Copy every one of the records below line for line, leaving out the pictures.

Collection entries:

[start]

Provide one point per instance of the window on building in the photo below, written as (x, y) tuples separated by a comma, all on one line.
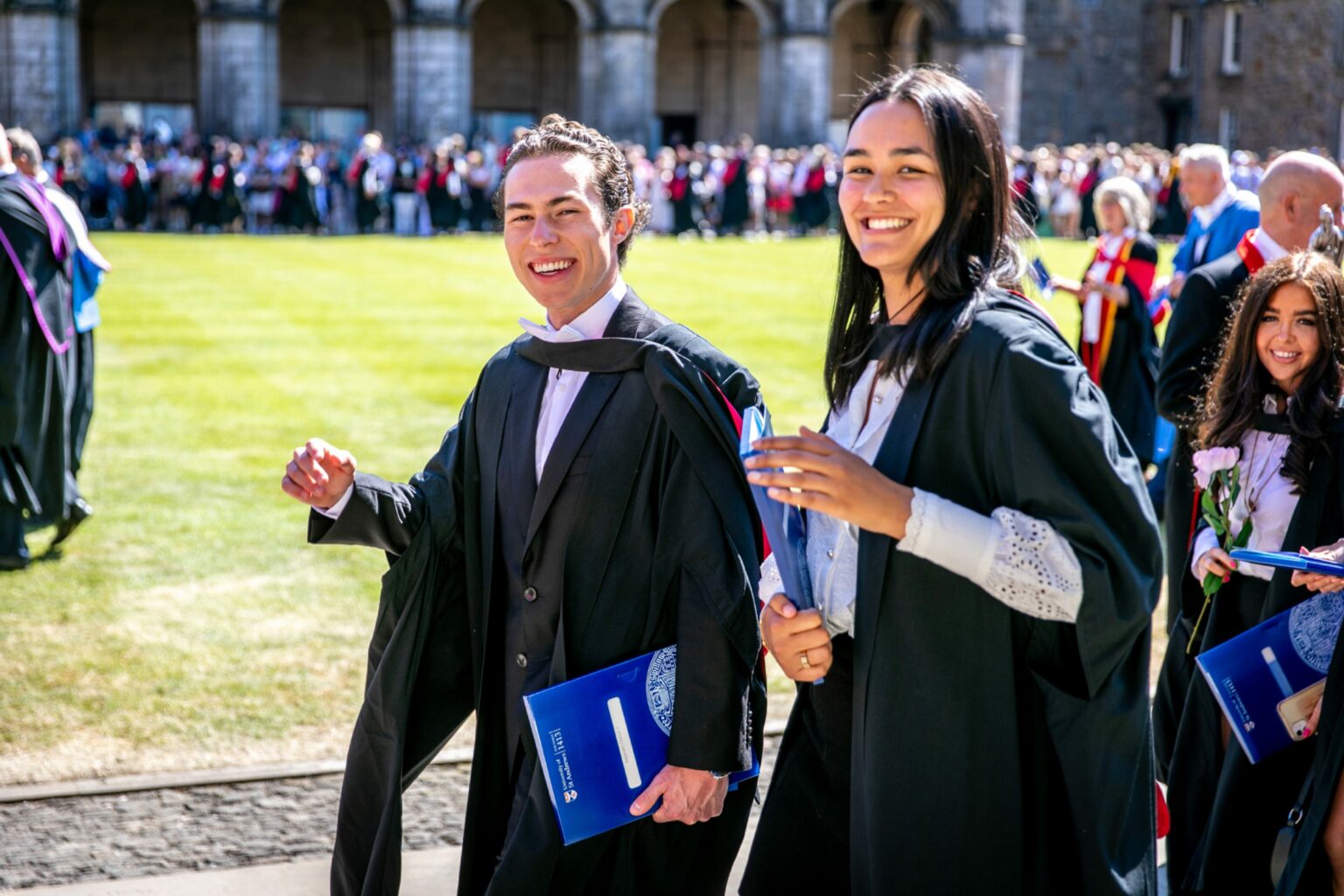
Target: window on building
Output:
[(1233, 43), (1181, 42), (1228, 128)]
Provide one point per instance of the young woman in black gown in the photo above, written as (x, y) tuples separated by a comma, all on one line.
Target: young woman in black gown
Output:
[(982, 547), (1274, 398)]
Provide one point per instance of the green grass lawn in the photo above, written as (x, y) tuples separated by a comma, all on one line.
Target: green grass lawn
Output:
[(187, 624)]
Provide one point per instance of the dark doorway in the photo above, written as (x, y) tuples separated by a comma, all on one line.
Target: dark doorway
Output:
[(1178, 115)]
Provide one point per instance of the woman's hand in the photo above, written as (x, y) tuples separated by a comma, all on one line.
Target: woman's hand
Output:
[(1216, 562), (832, 481), (1065, 285), (797, 641), (1314, 580)]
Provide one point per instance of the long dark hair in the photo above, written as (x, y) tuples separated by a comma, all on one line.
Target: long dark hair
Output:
[(972, 250), (1236, 393)]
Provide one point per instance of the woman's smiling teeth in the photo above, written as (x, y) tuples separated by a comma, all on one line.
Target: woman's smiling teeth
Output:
[(550, 268)]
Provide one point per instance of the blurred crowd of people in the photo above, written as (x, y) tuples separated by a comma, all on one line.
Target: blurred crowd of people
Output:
[(156, 182), (1055, 185), (144, 182)]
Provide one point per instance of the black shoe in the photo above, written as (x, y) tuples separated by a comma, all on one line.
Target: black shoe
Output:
[(78, 512)]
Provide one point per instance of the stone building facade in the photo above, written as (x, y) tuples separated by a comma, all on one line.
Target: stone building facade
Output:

[end]

_THE SOLUTION_.
Provide one point per instance of the window on building in the photo below, written as (x, y) tuples separated by a comma, all on one line.
Target: window on building
Output:
[(1233, 43), (1181, 42), (1228, 128)]
Provide one point per instance of the young woman in black gown in the photo above, written as (x, y) tuples separated by a comma, all on one line.
Target: young woman in black gown
Output:
[(982, 547), (1274, 398)]
Provide one point per instance of the green grass lawn in the photo above, written as (x, y) tuples separated by a comma, all on one line.
Target: green grass lawn
Output:
[(187, 624)]
Provide one point per instance of the dark doorway in the photo above, written as (x, y) tuples separated by a comma, all on one line.
Target: dark doorway
Output:
[(1178, 115)]
Provide one point per instance of the woman's hand in the photo above, written as (x, y) tuples separated by a comma, all on one line.
Target: woman's hand
Output:
[(1216, 562), (832, 481), (1065, 285), (797, 641), (1314, 580)]
Provide one point per instance of the long dark hair in the photo above, written as (x, y) tuples separated by a comma, all on one line.
Target: long dark hair
Output:
[(972, 250), (1236, 393)]
Provide one point per instance of the woman's smiling teeth in the photo above, written as (x, y) tuples separated by a comma, all on one line.
Target: woman's smiling teeth
Output:
[(550, 268)]
Provide one point per instance of the blurred crowd of people in the photo above, written as (x, y) tuples separated by a comma, all on one line.
Target: blurred crowd of people
Output:
[(156, 182), (1055, 185), (144, 182)]
Provide one point per instance of the black shoe in the photo above, written as (x, y) tuples separated by a comma, all on one line.
Target: black shoe
Output:
[(78, 512)]
Provide one point per instance of the stone building facade in the photo above, written as (x, y) tuples separated by a comma, all on one line.
Target: stone building facade
Output:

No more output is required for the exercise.